What this task involves ->
Rename "Target" to "Object" throughout the records below, keeping everything else the same. Leave the pictures out of your answer.

Data in this exercise ->
● ● ● ●
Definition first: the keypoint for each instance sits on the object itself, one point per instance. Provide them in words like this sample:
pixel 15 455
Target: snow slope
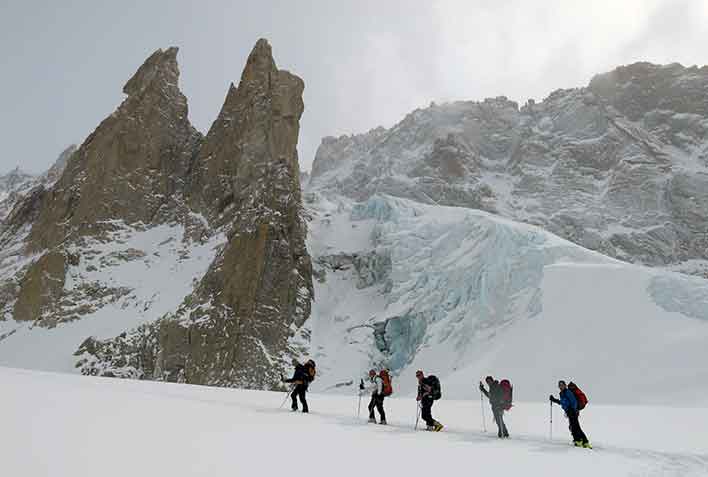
pixel 116 428
pixel 136 277
pixel 463 293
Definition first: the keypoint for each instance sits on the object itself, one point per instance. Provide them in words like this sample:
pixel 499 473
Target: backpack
pixel 387 389
pixel 506 393
pixel 311 371
pixel 435 392
pixel 579 395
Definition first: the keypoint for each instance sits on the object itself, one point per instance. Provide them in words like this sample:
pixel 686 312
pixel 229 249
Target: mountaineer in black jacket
pixel 428 393
pixel 496 400
pixel 302 377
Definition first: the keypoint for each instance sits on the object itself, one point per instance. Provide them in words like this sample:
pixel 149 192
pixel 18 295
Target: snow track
pixel 94 426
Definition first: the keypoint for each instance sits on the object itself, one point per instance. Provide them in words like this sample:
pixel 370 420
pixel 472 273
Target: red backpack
pixel 579 395
pixel 387 389
pixel 507 393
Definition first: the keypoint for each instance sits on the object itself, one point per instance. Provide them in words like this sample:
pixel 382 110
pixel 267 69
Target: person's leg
pixel 574 426
pixel 372 406
pixel 303 398
pixel 426 414
pixel 379 407
pixel 497 420
pixel 293 396
pixel 581 435
pixel 505 431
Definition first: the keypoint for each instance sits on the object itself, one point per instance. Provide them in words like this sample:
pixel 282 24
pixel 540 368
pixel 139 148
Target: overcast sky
pixel 365 63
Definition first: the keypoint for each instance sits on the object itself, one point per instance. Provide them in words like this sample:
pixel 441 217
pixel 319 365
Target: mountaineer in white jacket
pixel 374 385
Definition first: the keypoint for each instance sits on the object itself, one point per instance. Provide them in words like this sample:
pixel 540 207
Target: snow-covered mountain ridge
pixel 619 166
pixel 194 258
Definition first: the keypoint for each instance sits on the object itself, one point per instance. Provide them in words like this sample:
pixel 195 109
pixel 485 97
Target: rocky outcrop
pixel 132 168
pixel 234 329
pixel 131 171
pixel 620 166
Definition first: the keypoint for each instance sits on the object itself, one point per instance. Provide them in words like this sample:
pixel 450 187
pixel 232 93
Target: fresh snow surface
pixel 76 426
pixel 155 266
pixel 474 294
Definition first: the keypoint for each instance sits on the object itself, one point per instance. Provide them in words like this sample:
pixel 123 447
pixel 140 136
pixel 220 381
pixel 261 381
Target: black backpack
pixel 435 391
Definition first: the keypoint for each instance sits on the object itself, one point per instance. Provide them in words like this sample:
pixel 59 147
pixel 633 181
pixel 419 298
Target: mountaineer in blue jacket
pixel 569 403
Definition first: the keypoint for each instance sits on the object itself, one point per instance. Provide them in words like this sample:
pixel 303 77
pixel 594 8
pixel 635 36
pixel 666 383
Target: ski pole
pixel 292 388
pixel 484 419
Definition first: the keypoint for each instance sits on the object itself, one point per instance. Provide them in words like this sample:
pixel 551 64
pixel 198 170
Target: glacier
pixel 468 293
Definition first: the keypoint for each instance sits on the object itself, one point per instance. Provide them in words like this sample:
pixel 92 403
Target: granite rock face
pixel 132 168
pixel 620 166
pixel 147 190
pixel 234 329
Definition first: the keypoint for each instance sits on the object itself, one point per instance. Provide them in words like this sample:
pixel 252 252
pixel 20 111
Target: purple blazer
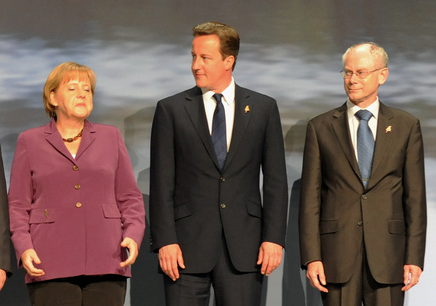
pixel 74 211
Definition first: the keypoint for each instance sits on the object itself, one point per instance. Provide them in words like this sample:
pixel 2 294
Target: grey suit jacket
pixel 5 246
pixel 338 217
pixel 194 203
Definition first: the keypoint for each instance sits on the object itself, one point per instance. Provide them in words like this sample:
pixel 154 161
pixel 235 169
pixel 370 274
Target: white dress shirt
pixel 228 101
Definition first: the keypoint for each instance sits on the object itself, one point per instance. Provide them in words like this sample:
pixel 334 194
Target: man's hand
pixel 2 278
pixel 132 246
pixel 315 273
pixel 411 276
pixel 28 258
pixel 170 259
pixel 270 256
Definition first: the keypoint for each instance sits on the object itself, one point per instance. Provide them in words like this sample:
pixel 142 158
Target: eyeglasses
pixel 359 74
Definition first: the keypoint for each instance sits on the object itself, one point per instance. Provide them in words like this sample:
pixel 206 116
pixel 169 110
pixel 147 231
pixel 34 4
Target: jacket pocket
pixel 111 211
pixel 328 227
pixel 397 227
pixel 254 209
pixel 182 211
pixel 42 215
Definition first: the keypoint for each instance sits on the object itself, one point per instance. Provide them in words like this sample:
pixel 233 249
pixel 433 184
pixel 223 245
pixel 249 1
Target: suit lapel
pixel 383 141
pixel 87 138
pixel 243 109
pixel 195 108
pixel 55 139
pixel 341 127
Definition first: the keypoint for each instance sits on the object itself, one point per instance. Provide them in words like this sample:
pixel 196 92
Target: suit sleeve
pixel 20 199
pixel 275 187
pixel 5 246
pixel 414 199
pixel 129 197
pixel 310 199
pixel 162 180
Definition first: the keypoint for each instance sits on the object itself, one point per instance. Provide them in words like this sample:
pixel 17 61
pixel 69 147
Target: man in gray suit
pixel 5 246
pixel 209 222
pixel 363 205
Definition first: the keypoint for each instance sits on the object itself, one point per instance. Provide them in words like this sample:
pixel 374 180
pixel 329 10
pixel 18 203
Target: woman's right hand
pixel 27 259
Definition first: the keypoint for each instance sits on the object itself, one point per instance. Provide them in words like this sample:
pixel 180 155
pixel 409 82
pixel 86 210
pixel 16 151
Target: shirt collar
pixel 228 94
pixel 353 108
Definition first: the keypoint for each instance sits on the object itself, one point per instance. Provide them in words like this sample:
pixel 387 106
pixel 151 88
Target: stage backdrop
pixel 291 50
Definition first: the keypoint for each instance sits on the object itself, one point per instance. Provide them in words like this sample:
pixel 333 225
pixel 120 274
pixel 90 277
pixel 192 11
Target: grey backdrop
pixel 291 50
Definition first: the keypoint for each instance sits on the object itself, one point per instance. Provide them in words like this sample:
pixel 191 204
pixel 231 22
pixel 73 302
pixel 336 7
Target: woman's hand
pixel 27 259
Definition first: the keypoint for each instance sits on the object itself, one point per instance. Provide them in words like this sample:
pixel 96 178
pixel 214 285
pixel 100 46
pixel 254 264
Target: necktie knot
pixel 217 98
pixel 365 145
pixel 364 114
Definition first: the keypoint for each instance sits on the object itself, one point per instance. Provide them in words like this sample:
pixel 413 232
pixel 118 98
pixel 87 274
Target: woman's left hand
pixel 132 246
● ● ● ●
Solution to this problem ->
Definition first: the keypoint for each instance sits on the object itself, one point per instance. Provide them in words like this sample:
pixel 15 455
Object: snow slope
pixel 116 428
pixel 136 277
pixel 463 293
Definition first: the keypoint for each instance sits on the object itself, one point per instance. Provide them in words like this sample:
pixel 499 473
Object: backpack
pixel 387 389
pixel 506 393
pixel 311 371
pixel 435 392
pixel 579 395
Definition first: the keypoint for each instance sits on the object itself, one point per instance. Provide them in words like this sample:
pixel 686 312
pixel 229 249
Object: mountaineer in black jacket
pixel 428 393
pixel 496 400
pixel 302 377
Definition first: the keypoint for each instance sits on the object itself, one point per instance. Provide them in words like this sample:
pixel 149 192
pixel 18 295
Object: snow track
pixel 94 426
Definition first: the keypoint for each instance sits on the object itself, one point per instance. Provide them in words like this sample:
pixel 370 420
pixel 472 273
Object: red backpack
pixel 579 395
pixel 387 389
pixel 507 393
Definition first: the keypoint for each instance sits on the object itself, one point per instance. Provide them in words like this sample:
pixel 382 110
pixel 267 69
Object: person's leg
pixel 574 426
pixel 372 406
pixel 303 398
pixel 426 414
pixel 379 407
pixel 497 420
pixel 293 396
pixel 581 435
pixel 505 431
Definition first: the keypoint for each instance sits on the object itself, one point per instance. Provide them in words like this sample:
pixel 282 24
pixel 540 368
pixel 139 148
Object: overcast sky
pixel 365 63
Definition first: the keypoint for each instance sits on the object itself, one point per instance. Provide them in words like this sample:
pixel 441 217
pixel 319 365
Object: mountaineer in white jacket
pixel 374 385
Definition first: the keypoint for each instance sits on the object itself, one point per instance. Provide them in words like this sample:
pixel 540 207
Object: snow-covered mountain ridge
pixel 619 166
pixel 194 258
Definition first: the keypoint for each instance sits on the object itself, one point per instance. Provide them in words like this sample:
pixel 195 109
pixel 485 97
Object: rocky outcrop
pixel 132 168
pixel 234 329
pixel 131 171
pixel 620 166
Definition first: the keypoint for each instance sits on the object itself, one point per instance. Provide them in words like this sample:
pixel 450 187
pixel 232 93
Object: fresh snow surface
pixel 76 426
pixel 155 266
pixel 474 294
Definition first: the keypoint for each instance sits on the object itself, one point per instance. Provide them in words like this sample:
pixel 123 447
pixel 140 136
pixel 220 381
pixel 261 381
Object: black backpack
pixel 435 391
Definition first: the keypoint for each instance sits on the object itself, one point per instance. Provide them in words like this sample:
pixel 59 147
pixel 633 181
pixel 419 298
Object: mountaineer in blue jacket
pixel 569 403
Definition first: the keypoint for each instance sits on the object itself, one point per instance. Provide them in words like this sample:
pixel 303 77
pixel 594 8
pixel 635 36
pixel 666 383
Object: ski pole
pixel 292 388
pixel 484 419
Definition first: the keypoint for each instance sits on the object itself, one point per instance. Provide them in words like this sample:
pixel 551 64
pixel 198 170
Object: glacier
pixel 468 293
Definition first: the keypoint for each instance sits on the object itself, one point per instance. Provide them in words like this sample:
pixel 92 403
Object: granite rock face
pixel 132 168
pixel 620 166
pixel 147 190
pixel 234 329
Definition first: the keypoint for each instance sits on the object itself, one point per instance. Provide them in words like this sample:
pixel 252 252
pixel 20 111
Object: purple blazer
pixel 74 211
Definition first: the keypoint for each instance sits on the object itself, one point per instance. Provide them in words like this sample:
pixel 2 294
Object: grey suit jacket
pixel 5 246
pixel 338 217
pixel 194 203
Definition first: the keypoint for each instance sits on the object itself, one point per instance. Provide them in words like this sample:
pixel 154 161
pixel 235 169
pixel 370 274
Object: white dress shirt
pixel 228 101
Definition first: the keypoint for each instance sits on the object itself, one point per instance. Provide them in words like this sample:
pixel 334 194
Object: man's hand
pixel 2 278
pixel 132 246
pixel 315 273
pixel 411 276
pixel 28 258
pixel 170 259
pixel 270 256
Definition first: the keypoint for each instance sits on the object itself, one point per instance. Provide them in words like this sample:
pixel 142 158
Object: eyeglasses
pixel 359 74
Definition first: the keypoint for each instance sits on the object itself, one point per instance. Provide them in words like this sample:
pixel 206 116
pixel 169 110
pixel 147 231
pixel 34 4
Object: jacket pocket
pixel 111 211
pixel 328 227
pixel 397 227
pixel 254 209
pixel 182 211
pixel 42 215
Definition first: the keypoint for each instance sits on the object itself, one point per instance. Provide them in words like this sample:
pixel 233 249
pixel 433 184
pixel 223 245
pixel 249 1
Object: suit lapel
pixel 383 141
pixel 87 138
pixel 243 109
pixel 195 108
pixel 55 139
pixel 341 127
Definition first: the keypoint for each instance sits on the object itself, one point per instance. Provide them in words like this sample:
pixel 196 92
Object: suit sleeve
pixel 20 199
pixel 275 187
pixel 5 246
pixel 414 199
pixel 129 197
pixel 310 199
pixel 162 180
Definition first: the keypoint for each instance sits on the object itself, one point per instance. Provide them in words like this sample:
pixel 17 61
pixel 69 147
Object: man in gray suit
pixel 5 246
pixel 209 222
pixel 363 205
Definition first: the keypoint for each instance sits on the object itself, one point per instance. Provide them in words like this sample:
pixel 374 180
pixel 329 10
pixel 18 203
Object: woman's right hand
pixel 27 259
Definition first: the keypoint for each instance sits on the object itself, one point per instance. Provide them in words like this sample:
pixel 180 155
pixel 409 82
pixel 86 210
pixel 16 151
Object: shirt collar
pixel 228 94
pixel 353 108
Definition first: the keypoint for each instance sits on the object itself, one point per instance. Provide them in words like this sample:
pixel 387 106
pixel 151 88
Object: stage backdrop
pixel 291 50
Definition first: the keypoint for each instance sits on the object itself, one point per instance. Provide them in words like this sample:
pixel 333 225
pixel 120 274
pixel 90 277
pixel 192 11
Object: grey backdrop
pixel 291 50
Definition first: the keypoint for each instance sits on the object itself, one point per instance. Provide them in words like this sample:
pixel 191 204
pixel 231 22
pixel 73 302
pixel 336 7
Object: woman's hand
pixel 27 259
Definition first: the keypoint for each instance sits on the object itself, one point per instance. Provide them in words like this sample:
pixel 96 178
pixel 214 285
pixel 100 46
pixel 254 264
Object: necktie knot
pixel 217 98
pixel 365 145
pixel 364 114
Definition first: the keypoint for each instance sits on the object itself, one point per instance. Provide them in words like this sample:
pixel 413 232
pixel 118 98
pixel 87 274
Object: woman's left hand
pixel 132 246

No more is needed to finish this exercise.